Data records:
****************************************

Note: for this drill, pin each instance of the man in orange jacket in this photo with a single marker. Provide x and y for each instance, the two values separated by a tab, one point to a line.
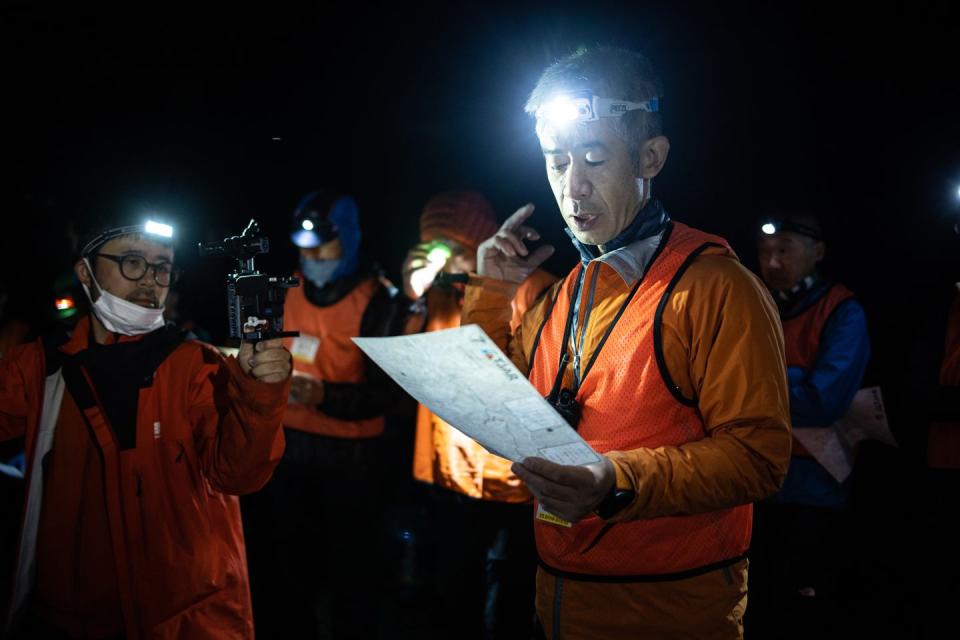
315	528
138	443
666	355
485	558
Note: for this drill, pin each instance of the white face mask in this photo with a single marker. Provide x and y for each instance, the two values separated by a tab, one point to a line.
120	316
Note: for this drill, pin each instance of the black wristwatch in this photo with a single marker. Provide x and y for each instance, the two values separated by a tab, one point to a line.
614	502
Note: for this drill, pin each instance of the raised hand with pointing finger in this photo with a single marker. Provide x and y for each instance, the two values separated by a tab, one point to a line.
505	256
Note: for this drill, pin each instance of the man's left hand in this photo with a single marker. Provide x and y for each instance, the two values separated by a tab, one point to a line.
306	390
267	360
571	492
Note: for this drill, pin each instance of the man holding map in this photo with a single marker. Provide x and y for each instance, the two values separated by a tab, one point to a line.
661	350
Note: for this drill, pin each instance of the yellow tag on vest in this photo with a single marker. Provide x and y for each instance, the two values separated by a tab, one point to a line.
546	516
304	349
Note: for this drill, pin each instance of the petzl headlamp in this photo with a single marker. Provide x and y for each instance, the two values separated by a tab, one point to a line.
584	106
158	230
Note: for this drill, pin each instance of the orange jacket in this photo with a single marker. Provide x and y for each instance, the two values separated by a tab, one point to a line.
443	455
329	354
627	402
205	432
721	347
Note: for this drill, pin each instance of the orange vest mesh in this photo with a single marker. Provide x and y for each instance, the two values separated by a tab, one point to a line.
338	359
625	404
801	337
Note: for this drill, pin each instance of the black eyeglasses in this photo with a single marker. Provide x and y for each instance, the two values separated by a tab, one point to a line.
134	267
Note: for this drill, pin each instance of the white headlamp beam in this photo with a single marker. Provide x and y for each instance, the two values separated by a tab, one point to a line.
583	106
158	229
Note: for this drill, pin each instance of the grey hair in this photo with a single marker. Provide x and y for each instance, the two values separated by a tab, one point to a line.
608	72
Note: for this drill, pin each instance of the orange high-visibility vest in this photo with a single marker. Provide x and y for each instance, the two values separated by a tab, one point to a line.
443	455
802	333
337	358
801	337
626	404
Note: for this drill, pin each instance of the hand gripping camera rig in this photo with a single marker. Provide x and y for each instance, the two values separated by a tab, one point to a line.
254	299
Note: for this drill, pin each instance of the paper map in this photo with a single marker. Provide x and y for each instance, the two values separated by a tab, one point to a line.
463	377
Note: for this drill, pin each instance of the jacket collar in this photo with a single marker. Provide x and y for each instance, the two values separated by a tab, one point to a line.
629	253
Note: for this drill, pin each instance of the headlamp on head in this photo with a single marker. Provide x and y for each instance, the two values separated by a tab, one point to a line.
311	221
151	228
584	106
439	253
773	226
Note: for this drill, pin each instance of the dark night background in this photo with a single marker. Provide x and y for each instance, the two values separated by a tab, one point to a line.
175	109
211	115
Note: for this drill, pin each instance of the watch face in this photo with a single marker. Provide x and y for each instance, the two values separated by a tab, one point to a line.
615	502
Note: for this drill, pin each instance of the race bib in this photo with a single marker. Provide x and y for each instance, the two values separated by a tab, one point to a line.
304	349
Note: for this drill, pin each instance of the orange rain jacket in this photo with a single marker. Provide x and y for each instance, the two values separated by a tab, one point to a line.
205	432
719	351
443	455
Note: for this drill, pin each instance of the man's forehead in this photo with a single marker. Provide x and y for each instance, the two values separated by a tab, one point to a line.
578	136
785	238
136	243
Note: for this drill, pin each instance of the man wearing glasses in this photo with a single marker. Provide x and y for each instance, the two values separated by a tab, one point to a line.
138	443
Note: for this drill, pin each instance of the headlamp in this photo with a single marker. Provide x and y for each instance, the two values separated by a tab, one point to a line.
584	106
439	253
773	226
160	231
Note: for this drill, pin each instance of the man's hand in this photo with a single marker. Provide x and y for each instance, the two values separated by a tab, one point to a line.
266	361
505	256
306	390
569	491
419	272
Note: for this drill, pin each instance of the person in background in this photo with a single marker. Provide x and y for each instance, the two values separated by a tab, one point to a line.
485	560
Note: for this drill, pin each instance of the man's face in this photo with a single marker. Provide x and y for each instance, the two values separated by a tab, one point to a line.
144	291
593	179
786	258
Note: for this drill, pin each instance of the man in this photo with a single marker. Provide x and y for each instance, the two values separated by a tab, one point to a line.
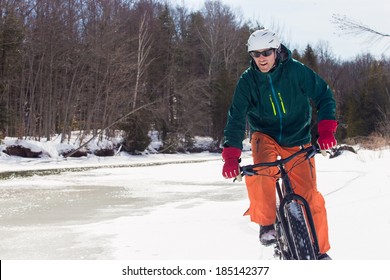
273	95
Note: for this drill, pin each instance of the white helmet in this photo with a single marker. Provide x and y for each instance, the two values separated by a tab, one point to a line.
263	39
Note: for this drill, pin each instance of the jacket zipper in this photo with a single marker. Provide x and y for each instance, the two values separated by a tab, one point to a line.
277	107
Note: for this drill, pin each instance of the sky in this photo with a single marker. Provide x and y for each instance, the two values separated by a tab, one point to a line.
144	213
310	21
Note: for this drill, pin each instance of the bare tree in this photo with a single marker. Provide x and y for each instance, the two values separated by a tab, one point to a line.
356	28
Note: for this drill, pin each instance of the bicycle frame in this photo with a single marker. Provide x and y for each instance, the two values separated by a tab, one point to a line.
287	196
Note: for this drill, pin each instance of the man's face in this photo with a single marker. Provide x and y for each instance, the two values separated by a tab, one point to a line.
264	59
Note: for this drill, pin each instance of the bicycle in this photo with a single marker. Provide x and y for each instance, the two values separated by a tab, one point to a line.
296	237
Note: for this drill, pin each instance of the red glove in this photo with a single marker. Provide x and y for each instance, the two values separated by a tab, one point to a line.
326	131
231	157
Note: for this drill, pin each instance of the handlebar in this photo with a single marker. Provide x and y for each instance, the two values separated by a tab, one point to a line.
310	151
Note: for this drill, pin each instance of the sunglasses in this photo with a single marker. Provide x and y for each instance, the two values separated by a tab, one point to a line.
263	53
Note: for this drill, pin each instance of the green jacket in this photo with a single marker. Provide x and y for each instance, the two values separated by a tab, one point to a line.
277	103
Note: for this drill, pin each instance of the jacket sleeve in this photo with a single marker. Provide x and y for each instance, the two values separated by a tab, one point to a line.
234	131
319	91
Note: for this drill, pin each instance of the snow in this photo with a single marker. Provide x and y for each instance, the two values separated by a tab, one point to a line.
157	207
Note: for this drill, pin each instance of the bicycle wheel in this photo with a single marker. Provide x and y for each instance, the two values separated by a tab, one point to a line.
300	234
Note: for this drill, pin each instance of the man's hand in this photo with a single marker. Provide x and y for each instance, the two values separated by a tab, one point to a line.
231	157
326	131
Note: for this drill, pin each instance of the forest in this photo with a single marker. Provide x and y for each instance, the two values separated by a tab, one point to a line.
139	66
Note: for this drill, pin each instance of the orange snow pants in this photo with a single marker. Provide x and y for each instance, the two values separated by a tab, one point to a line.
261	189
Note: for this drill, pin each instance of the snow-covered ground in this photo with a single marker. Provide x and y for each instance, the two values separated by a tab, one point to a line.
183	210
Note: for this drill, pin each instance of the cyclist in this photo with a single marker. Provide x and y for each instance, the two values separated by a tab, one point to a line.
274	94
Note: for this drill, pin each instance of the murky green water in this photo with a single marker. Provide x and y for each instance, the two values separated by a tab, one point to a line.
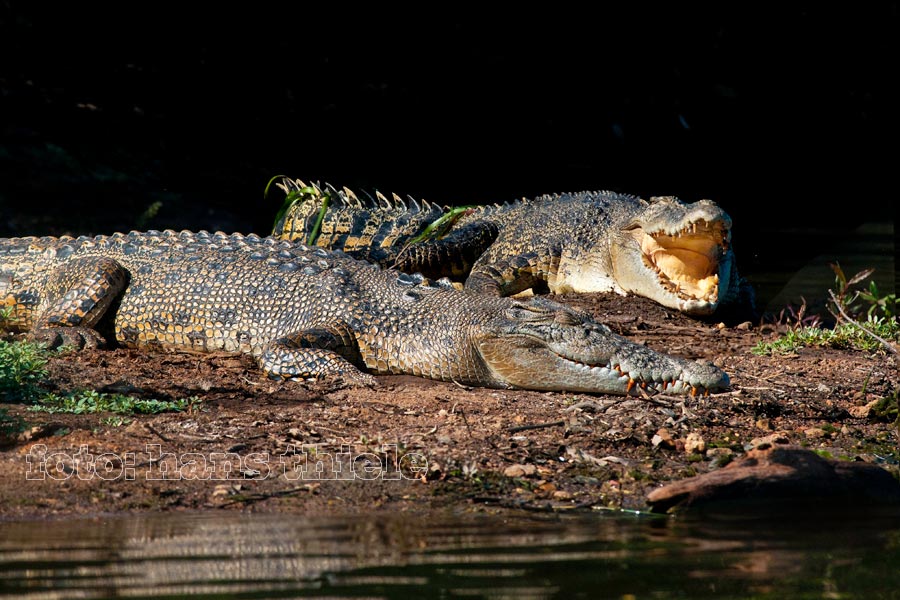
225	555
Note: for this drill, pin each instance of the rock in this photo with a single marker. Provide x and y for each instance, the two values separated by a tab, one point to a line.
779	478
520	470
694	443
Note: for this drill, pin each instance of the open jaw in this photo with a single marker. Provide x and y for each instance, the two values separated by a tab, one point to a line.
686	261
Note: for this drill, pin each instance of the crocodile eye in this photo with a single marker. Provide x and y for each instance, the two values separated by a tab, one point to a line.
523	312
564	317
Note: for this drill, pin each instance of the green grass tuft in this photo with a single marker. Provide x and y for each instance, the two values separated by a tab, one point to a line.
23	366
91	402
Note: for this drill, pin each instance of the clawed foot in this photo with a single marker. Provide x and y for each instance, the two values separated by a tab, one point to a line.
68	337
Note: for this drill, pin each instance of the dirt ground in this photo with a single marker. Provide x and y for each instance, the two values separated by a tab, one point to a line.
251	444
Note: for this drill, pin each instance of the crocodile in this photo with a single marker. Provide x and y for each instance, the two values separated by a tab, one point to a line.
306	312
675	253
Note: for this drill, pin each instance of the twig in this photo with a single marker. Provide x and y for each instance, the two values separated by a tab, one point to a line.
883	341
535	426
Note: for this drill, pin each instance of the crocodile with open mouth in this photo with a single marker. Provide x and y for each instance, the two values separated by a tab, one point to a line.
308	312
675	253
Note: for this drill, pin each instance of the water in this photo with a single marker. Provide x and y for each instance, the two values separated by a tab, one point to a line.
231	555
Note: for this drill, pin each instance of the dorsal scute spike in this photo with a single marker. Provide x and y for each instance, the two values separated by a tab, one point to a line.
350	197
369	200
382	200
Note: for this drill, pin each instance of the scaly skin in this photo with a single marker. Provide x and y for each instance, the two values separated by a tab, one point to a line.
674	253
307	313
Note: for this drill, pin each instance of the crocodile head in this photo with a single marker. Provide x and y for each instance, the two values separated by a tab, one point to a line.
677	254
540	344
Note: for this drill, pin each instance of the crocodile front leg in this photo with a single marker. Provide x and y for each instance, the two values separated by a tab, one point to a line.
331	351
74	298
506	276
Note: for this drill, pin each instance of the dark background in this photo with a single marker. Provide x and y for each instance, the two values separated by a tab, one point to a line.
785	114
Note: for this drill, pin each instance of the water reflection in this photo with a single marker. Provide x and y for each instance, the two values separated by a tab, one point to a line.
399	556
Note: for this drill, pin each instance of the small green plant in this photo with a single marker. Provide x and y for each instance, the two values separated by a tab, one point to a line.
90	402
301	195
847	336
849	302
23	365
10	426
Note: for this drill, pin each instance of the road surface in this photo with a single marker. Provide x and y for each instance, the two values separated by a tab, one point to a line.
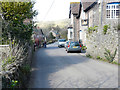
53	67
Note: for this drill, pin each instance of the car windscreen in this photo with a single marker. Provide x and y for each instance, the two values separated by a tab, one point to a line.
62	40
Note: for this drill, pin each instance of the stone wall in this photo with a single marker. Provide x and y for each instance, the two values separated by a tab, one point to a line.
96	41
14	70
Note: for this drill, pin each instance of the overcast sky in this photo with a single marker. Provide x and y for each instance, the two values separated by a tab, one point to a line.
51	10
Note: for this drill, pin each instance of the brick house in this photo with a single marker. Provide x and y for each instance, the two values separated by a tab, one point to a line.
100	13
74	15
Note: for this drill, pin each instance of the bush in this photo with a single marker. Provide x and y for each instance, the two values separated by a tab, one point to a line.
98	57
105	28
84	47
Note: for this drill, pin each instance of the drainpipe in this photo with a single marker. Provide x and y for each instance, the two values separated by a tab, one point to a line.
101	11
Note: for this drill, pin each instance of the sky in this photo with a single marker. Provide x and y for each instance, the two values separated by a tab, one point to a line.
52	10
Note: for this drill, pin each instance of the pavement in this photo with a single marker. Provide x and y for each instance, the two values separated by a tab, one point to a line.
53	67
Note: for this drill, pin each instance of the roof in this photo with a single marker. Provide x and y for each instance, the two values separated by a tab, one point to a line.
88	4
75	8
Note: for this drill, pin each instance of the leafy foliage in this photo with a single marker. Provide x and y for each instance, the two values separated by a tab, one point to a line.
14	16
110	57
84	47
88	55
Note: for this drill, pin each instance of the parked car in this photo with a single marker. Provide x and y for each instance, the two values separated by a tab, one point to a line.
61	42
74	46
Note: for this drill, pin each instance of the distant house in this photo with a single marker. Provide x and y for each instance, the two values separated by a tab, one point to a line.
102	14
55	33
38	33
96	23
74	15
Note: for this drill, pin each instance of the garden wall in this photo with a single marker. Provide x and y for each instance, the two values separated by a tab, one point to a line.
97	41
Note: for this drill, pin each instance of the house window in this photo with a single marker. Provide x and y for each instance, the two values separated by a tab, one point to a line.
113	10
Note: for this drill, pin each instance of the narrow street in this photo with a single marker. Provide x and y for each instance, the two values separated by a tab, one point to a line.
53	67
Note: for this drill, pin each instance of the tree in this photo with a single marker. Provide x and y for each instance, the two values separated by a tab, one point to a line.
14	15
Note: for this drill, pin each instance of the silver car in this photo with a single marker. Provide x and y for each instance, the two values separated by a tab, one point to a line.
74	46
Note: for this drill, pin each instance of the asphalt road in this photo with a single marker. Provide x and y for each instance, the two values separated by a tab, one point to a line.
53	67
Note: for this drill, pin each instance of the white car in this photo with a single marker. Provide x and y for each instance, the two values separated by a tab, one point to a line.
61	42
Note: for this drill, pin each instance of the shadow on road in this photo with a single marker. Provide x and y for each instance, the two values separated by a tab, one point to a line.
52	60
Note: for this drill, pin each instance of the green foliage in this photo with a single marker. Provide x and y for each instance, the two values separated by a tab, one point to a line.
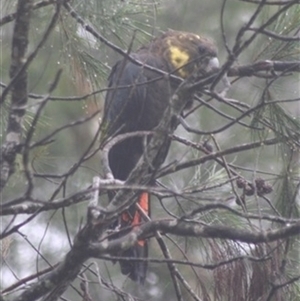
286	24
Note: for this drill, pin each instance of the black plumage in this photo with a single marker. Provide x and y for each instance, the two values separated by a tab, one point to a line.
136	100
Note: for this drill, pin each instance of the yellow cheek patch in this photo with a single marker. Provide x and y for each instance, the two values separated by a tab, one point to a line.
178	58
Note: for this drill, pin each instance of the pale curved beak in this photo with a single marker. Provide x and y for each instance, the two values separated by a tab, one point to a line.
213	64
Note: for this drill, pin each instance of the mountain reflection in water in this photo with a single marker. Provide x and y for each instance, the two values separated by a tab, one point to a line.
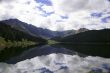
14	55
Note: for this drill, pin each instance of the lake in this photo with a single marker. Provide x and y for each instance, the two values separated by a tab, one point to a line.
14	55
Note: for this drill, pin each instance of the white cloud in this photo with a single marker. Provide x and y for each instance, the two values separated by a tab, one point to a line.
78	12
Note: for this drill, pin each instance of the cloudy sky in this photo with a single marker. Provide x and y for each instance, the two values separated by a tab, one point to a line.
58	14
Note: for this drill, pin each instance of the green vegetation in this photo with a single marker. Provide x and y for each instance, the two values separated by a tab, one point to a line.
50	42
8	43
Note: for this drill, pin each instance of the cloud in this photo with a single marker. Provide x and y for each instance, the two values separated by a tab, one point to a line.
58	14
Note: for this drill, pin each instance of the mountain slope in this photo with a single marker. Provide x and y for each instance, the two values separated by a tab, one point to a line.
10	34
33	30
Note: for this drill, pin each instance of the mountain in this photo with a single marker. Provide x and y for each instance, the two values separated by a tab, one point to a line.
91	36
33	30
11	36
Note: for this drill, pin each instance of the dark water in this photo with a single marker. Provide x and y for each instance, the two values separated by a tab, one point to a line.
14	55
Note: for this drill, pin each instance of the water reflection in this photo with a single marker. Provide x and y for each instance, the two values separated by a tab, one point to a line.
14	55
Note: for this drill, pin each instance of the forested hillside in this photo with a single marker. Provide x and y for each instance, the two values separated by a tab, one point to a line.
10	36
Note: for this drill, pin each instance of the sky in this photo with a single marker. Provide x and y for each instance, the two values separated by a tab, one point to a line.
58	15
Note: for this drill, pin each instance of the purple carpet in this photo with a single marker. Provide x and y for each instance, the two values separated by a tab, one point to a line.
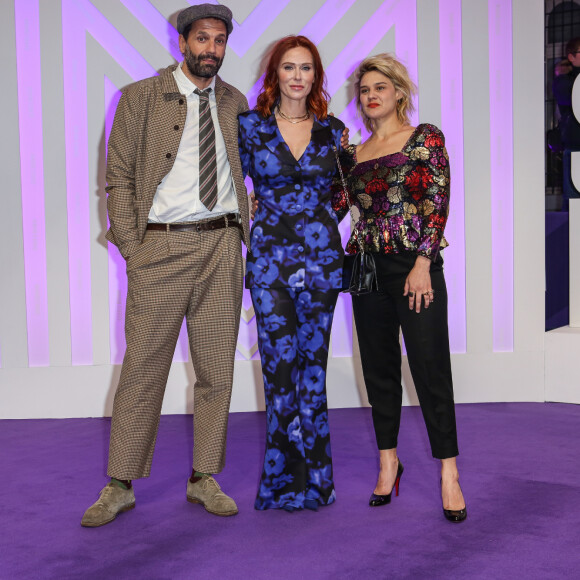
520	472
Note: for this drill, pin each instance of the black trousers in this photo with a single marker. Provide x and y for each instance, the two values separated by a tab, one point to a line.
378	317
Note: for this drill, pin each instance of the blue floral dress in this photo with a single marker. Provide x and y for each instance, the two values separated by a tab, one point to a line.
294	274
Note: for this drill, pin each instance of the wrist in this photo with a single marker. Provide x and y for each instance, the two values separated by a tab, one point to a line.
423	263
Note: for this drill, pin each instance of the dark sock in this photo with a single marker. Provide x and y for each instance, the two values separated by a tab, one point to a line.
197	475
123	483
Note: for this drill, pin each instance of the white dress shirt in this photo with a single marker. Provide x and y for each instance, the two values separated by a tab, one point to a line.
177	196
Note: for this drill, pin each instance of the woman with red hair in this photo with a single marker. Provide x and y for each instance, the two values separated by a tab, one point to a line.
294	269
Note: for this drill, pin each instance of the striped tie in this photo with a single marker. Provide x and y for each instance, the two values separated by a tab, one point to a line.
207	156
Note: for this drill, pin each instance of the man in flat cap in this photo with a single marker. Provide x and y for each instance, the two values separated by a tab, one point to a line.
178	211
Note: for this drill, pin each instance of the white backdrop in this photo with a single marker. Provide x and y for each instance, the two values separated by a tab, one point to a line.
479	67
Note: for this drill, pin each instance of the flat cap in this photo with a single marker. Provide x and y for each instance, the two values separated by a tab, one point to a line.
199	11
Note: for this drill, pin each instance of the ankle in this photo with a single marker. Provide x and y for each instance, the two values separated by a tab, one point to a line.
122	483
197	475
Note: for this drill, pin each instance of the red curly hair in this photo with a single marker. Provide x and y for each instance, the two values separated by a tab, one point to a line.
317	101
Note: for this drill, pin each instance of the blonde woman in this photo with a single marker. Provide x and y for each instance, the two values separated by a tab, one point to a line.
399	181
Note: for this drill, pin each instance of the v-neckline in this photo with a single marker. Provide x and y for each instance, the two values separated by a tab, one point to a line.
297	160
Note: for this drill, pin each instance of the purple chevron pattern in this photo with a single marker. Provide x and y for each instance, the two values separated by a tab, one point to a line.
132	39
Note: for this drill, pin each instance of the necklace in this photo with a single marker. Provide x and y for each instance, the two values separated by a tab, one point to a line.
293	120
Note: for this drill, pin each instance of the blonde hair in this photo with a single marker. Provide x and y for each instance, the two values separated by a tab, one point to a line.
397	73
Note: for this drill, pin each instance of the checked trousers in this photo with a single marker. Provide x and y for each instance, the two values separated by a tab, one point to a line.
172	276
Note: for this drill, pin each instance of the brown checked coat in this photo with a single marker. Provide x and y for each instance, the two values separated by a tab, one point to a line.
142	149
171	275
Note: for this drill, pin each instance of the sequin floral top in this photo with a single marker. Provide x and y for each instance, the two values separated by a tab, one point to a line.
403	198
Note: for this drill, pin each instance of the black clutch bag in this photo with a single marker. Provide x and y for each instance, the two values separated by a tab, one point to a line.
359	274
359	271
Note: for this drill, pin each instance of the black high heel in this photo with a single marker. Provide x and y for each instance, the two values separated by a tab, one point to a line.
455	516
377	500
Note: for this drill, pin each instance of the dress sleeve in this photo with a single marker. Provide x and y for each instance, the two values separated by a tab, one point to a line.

****************************************

What needs to be done: Search the entries for the line holding "Note: for this drill, pin each instance of the necklace". Return that line and the ones after it through the last, exactly.

Solution for this exercise:
Note: for this drill, pin each instance of the necklace in this photo with a single marker. Provide x and y for each instance, the two values separated by a tab, one point to a line.
293	120
Note: for this drill, pin each instance of the blonde hair in this photo with a single marker. Provide x and y for each instance, the two values separated by a tab, one point to a line.
397	73
Note: for this drill, pin each instance of the checked trousers in this photo with a single marker. Provide x and y for each instance, the two values separated by a tab, one point to a line.
172	276
Note: for this drill, pin each instance of the brown checked coat in this photo with a single marker. Provide x and y for each instance, the two values separated by a tab, one point to a line.
142	149
171	275
Note: for this drill, pin each instance of the sequin floral top in this photo with a single marker. Provide x and y for each instance, the two values separated by a tab, one point to a line.
403	198
Note: for this drill, pin each instance of the black clutch bag in this photo with a single marker. Provide x and y for each instance, the two values separated by a tab, one point to a line.
359	274
359	271
Note: for this drill, pin each instance of the black high heel in this photo with a single marker. Provide x and y for each instance, the two values separated by a tab, one point to a line.
455	516
377	500
Note: for this drill, pin each instance of the dress sleeve in this photo with a single marker. Provide x and y for each instance, the two values separated by a tab, one point to a line.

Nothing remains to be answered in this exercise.